What to work on
Pick up the text on marital rape and domestic violence, shown below, and extend it from its last sentence.

Marital Rape and Domestic Violence

Rape between married partners is a serious and prevalent form of domestic violence. In the United States, it is estimated between 10% and 14% of married women are raped by their partners. Approximately one-third or 34% of women report having “unwanted sex” with their partners—primarily due to marital obligation.

woman sitting on side of the bed and boyfriend in background; Marital Rape and Domestic Violence
woman sitting on side of the bed and boyfriend in background; Marital Rape and Domestic Violence

The dilemma between marital commitments and a desire to live a violence-free life can be challenging for survivors to navigate. You deserve respect and dignity. Regardless, if your abusive partner is also your spouse or if you experience marital rape and domestic violence, knowing what to do is crucial.

What is Marital Rape?

While the legal definition varies within the United States, marital rape can be defined as any unwanted intercourse or penetration (vaginal, anal, or oral) obtained by force, threat of force, or when the survivor is unable to consent to the abusive partner or spouse (as opposed to a non-married intimate partner).

Marital Rape: Historical Perspective

Marital rape is a serious and prevalent form of domestic violence and sexual assault. Yet due to the legal history of intimate partner violence, a misconception perpetuates that marital rape is not rape. This perception of women seen as objects of property by common law, unable to handle their own legal affairs continues to influence the perception of men, police officers, prosecutors, and judges.

The Rule of Thumb and Domestic Violence

Although  wife beating was considered a crime, under the “rule of thumb” law that condoned a man could legally physically abuse his wife with a “rod not thicker than his thumb.”

Instead, spouse abuse was (and sometimes still is) often treated as a private family matter by police officers, prosecutors, and judges who fail to take the appropriate action. In fact, 50% of male college students believe a man is incapable of raping his wife. Roughly one third of male university students stated they would rape a woman if there were no consequences.

Marital Rape and Abuse

As of July 5, 1993, marital rape is considered a crime in all fifty states. Yet, there are still loopholes or exemptions in states when rape happens. Even today, some states still exempt spousal rape from criminal prosecution, making it a lesser crime than non-spousal rape.

Even though marital rape occurs across a range of ages, races, social classes, and geographical locations, research indicates that almost two-thirds of survivors experienced marital rape for the first time before the age of 25.

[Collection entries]
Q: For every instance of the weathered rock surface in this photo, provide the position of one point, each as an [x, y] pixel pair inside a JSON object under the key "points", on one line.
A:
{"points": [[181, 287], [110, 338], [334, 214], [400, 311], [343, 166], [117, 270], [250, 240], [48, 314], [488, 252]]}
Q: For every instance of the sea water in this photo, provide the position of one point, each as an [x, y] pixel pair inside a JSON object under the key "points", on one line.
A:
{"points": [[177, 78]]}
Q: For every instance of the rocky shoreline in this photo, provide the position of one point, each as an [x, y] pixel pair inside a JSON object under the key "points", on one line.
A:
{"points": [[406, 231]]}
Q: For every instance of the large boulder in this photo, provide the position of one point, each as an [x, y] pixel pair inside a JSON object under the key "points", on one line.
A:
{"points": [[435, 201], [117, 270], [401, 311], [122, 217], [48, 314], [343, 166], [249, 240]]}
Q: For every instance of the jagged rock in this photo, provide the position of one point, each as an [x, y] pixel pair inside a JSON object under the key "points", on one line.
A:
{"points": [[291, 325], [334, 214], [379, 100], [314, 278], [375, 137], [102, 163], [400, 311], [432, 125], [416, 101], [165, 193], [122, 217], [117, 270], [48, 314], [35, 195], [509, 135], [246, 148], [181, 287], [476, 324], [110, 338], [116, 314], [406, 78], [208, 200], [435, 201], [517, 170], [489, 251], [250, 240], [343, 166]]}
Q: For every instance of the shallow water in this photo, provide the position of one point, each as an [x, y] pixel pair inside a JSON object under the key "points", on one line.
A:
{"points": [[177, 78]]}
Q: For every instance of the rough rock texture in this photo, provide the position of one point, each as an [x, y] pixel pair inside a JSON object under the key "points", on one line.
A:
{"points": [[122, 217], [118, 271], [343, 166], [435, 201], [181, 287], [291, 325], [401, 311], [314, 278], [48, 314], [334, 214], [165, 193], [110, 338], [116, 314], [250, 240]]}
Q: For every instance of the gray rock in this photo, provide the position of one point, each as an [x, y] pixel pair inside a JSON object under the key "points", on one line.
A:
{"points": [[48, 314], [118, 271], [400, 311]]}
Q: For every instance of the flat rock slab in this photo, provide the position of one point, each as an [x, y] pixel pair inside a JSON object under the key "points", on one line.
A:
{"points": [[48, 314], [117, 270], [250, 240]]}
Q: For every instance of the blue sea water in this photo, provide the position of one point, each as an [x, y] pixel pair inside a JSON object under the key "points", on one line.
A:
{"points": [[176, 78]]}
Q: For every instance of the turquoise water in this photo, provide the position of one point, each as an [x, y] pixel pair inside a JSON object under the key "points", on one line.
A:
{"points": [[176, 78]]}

Written response
Marital Rape Risk Factors

Globally, rape and other forms of sexual violence affect women more severely than other forms of gender-based violence. Some common risk factors for survivors experiencing marital rape include being married to an older partner or in a marriage with a partner who is the only decision-maker on sex. Other common risk factors for survivors experiencing marital rape include:

  • In a relationship with a domineering partner, who treats them as ‘property,’ women suffer from a power imbalance where male privilege is used to control their partners and dictate all major decisions.
  • Women who are in physically violent relationships have a power imbalance where the abusive partner uses intimidation and threats to control the survivor.
  • Women who are pregnant could experience controlling behavior from their partner or coercion tactics by threatening to hurt or leave their partner.
  • Women who are ill or recovering from surgery may experience emotional abuse where the abusive partner may call their partner names or make them feel bad about themselves.
  • Women who are separated or divorced may experience an abusive partner who uses economic abuse by taking their money, or preventing them from working or keeping their job.

Physical and Emotional Effects of Marital Rape

Marital rape can have several physical and emotional consequences, including:

  • Physical injuries to the vaginal and/or anal areas, such as lacerations, soreness, bruising, torn muscles, fatigue, and vomiting.
  • Broken bones, black eyes, bloody noses, and knife wounds are common among battered and raped women.
  • In female survivors, several gynecological problems can result from marital rape, including vaginal stretching, pelvic inflammation, unwanted pregnancies, miscarriages, stillbirths, bladder infections, sexually transmitted diseases, HIV, and infertility.
  • The emotional effects of marital rape can range from PTSD and anxiety to shock and depression to thoughts of suicide.
  • Marital rape can cause long-term emotional problems including insomnia, disordered eating, depression, problems with intimacy, negative self-images, and sexual dysfunction.
  • Nearly 18% of survivors of spousal rape say their children witnessed the crime.
  • While many sexual assaults go unreported to authorities, marital rape is one of the most underreported. Only 36% of non-marital rape survivors report their crimes to police, and 77% of marital rape cases go unreported.

Help is available.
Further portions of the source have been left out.